Records for this task:

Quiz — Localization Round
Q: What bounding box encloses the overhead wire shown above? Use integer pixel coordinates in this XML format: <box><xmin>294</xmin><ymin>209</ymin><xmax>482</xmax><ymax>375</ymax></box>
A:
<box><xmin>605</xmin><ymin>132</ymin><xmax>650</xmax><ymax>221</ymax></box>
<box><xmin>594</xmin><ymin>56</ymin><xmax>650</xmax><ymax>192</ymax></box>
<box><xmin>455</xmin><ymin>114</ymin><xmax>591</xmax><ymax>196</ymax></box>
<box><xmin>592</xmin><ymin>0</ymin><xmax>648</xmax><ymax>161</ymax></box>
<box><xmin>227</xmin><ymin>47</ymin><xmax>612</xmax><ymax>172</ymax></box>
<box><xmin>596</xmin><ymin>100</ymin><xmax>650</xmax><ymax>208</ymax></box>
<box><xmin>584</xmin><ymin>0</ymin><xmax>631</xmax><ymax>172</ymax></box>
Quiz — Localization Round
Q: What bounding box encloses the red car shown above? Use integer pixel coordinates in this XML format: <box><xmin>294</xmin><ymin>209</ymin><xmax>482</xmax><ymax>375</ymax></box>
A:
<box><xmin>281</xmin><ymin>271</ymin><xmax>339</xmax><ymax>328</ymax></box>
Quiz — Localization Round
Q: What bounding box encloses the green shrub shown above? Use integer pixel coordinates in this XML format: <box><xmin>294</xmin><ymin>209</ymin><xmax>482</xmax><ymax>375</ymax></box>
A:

Goal:
Copy every item above word for word, without changing a single character.

Response below:
Quiz — Localization Round
Q: What bounding box encloses the overhead wire shown above? Use integer pixel coordinates in this XML format: <box><xmin>294</xmin><ymin>209</ymin><xmax>482</xmax><ymax>375</ymax></box>
A:
<box><xmin>605</xmin><ymin>132</ymin><xmax>650</xmax><ymax>221</ymax></box>
<box><xmin>594</xmin><ymin>56</ymin><xmax>650</xmax><ymax>192</ymax></box>
<box><xmin>455</xmin><ymin>114</ymin><xmax>591</xmax><ymax>196</ymax></box>
<box><xmin>592</xmin><ymin>0</ymin><xmax>648</xmax><ymax>161</ymax></box>
<box><xmin>227</xmin><ymin>47</ymin><xmax>612</xmax><ymax>172</ymax></box>
<box><xmin>596</xmin><ymin>100</ymin><xmax>650</xmax><ymax>208</ymax></box>
<box><xmin>584</xmin><ymin>0</ymin><xmax>631</xmax><ymax>172</ymax></box>
Quiz — Localization Round
Q: What bounding box encloses the red car shown above? Use integer pixel coordinates in this XML format: <box><xmin>294</xmin><ymin>209</ymin><xmax>482</xmax><ymax>375</ymax></box>
A:
<box><xmin>281</xmin><ymin>271</ymin><xmax>339</xmax><ymax>328</ymax></box>
Quiz — Localization Round
Q: What bounding box encloses the green shrub shown above? Use integer pixel coordinates in this XML format: <box><xmin>294</xmin><ymin>209</ymin><xmax>482</xmax><ymax>375</ymax></box>
A:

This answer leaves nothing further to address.